[Dataset items]
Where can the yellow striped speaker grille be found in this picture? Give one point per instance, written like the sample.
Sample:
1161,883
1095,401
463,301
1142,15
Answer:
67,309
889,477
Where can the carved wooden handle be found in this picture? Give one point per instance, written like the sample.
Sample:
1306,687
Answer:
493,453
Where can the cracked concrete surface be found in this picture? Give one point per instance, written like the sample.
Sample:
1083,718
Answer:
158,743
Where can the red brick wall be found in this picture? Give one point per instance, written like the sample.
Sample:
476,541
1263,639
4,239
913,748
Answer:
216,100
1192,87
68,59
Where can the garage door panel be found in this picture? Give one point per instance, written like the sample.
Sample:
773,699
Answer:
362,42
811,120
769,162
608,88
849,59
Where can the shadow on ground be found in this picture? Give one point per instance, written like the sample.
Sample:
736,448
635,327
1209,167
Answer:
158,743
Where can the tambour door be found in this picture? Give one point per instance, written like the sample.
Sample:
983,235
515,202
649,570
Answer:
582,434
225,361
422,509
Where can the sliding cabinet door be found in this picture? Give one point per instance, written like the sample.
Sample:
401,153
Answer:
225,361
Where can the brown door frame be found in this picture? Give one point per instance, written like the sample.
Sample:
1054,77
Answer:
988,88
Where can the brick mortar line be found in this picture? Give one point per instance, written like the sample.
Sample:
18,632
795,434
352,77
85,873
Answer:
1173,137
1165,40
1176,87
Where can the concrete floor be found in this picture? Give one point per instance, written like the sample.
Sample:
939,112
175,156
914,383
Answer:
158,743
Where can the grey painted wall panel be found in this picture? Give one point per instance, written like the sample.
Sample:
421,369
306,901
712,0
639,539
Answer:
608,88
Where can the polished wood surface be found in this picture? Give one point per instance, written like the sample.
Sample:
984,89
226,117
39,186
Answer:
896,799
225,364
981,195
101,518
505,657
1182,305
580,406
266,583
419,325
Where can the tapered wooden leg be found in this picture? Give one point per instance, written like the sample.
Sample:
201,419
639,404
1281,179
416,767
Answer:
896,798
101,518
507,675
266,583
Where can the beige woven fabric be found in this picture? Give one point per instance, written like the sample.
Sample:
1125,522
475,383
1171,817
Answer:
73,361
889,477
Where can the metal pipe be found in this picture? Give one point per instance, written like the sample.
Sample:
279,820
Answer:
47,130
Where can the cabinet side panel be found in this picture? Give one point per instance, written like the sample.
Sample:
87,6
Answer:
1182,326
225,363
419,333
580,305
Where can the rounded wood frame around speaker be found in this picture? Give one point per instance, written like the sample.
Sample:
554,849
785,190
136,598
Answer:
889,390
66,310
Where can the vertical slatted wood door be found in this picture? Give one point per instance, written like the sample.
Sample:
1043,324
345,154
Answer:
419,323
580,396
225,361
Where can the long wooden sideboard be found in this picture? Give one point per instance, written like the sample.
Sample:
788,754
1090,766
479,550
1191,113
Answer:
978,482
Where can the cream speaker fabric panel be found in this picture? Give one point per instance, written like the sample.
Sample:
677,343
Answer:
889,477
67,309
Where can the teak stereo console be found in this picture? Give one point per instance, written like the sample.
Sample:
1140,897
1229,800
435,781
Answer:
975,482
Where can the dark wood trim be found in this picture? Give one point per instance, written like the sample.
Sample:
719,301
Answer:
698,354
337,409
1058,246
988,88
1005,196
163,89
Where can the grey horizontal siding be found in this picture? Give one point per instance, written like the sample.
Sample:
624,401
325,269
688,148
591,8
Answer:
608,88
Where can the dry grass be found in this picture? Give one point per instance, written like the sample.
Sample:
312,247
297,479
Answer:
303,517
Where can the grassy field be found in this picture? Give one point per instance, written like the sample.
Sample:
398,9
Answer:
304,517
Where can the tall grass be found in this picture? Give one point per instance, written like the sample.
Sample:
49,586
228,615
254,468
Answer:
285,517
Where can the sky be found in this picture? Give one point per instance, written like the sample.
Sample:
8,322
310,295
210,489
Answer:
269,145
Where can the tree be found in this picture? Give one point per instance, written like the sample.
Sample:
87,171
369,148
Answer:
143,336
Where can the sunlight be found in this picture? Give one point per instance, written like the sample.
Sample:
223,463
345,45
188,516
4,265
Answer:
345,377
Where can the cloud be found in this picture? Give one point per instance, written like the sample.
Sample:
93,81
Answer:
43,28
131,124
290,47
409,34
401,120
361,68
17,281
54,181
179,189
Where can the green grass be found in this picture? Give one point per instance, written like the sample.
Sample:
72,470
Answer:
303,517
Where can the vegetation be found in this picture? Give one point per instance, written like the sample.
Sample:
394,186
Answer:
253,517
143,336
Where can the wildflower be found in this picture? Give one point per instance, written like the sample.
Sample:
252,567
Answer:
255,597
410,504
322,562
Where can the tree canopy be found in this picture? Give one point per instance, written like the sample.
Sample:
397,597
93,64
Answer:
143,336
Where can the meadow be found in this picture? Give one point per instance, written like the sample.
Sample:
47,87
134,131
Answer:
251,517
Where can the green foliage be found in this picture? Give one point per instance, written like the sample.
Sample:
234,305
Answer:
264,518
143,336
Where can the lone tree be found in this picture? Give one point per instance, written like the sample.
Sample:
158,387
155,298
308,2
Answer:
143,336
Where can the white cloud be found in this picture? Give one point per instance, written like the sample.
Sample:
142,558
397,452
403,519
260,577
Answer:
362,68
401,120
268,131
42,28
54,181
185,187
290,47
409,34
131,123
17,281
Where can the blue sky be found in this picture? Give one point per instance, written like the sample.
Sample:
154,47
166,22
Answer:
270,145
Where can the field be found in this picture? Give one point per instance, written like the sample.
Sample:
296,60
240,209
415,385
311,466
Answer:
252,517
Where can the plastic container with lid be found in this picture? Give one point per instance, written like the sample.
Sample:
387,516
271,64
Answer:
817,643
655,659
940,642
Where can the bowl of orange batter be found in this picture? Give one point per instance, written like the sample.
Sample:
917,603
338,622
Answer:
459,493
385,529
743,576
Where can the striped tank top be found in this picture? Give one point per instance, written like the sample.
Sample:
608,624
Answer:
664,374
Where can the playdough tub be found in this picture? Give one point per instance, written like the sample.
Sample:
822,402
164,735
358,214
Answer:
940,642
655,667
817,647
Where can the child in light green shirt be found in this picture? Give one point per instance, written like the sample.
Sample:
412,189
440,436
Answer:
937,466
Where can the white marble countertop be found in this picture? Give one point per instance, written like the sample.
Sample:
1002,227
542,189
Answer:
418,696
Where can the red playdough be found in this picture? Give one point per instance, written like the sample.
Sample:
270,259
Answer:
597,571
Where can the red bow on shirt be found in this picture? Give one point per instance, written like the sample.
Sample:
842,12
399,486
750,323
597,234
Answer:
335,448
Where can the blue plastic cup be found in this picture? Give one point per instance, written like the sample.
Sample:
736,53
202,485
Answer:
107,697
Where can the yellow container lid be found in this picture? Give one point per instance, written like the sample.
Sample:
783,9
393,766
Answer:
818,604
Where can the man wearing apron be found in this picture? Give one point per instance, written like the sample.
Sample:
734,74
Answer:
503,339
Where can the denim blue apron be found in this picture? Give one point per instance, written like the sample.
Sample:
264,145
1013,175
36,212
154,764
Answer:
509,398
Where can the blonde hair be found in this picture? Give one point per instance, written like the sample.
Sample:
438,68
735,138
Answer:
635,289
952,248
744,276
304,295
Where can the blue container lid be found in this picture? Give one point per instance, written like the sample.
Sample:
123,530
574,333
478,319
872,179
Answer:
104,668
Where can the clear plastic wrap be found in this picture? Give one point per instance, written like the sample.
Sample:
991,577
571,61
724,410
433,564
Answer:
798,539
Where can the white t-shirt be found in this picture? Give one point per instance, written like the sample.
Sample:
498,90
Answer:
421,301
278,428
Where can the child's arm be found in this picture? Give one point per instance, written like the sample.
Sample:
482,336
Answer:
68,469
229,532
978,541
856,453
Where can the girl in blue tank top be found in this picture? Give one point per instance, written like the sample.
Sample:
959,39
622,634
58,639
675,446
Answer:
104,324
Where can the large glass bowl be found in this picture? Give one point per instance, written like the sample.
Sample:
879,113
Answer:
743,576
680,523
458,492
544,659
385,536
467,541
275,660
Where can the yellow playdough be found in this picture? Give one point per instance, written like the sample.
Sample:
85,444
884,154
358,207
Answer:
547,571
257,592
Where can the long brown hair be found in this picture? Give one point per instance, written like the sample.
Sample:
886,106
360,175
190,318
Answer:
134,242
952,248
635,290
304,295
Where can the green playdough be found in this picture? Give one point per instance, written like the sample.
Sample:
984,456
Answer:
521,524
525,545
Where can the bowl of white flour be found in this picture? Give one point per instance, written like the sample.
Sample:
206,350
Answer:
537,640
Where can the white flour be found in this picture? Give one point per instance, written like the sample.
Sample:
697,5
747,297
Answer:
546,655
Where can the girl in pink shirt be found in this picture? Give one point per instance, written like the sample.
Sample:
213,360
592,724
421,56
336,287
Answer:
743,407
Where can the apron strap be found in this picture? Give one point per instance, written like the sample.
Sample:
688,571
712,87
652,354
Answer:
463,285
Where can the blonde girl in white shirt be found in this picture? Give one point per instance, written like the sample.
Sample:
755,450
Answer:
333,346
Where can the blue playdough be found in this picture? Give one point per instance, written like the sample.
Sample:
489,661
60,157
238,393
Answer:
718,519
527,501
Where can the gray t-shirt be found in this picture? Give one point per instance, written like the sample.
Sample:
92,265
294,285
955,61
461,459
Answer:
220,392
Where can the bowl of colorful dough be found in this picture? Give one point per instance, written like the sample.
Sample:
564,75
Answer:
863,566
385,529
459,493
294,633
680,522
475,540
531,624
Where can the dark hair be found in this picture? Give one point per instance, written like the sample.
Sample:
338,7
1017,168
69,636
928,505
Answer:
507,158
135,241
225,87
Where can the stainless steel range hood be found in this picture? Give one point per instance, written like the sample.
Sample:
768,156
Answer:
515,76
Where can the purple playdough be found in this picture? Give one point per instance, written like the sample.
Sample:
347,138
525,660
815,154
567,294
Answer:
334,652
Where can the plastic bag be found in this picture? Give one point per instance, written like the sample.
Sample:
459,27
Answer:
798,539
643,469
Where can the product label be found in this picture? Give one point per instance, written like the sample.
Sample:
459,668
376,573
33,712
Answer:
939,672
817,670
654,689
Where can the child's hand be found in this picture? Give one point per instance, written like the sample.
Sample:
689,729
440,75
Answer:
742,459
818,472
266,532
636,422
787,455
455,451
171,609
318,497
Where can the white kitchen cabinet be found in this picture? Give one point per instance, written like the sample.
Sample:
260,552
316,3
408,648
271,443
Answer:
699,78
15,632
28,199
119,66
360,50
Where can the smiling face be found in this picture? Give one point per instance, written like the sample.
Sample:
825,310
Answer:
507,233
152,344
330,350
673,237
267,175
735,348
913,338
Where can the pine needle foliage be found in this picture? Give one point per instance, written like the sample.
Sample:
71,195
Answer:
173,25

[Your objective] Report every line of the entries that carries the word "panel".

[Completed task]
Where can the garage door panel be found in this picture? Give one point per instance, written like the sample.
Where can the grey painted wall panel be found in this picture? Give one point per instance, written like the sample.
Where can the cabinet side panel be found in this picture? Give one point per instance, written like the sample.
Where can the cream speaker fabric panel be found in this picture? Give one point per instance, written like the sample.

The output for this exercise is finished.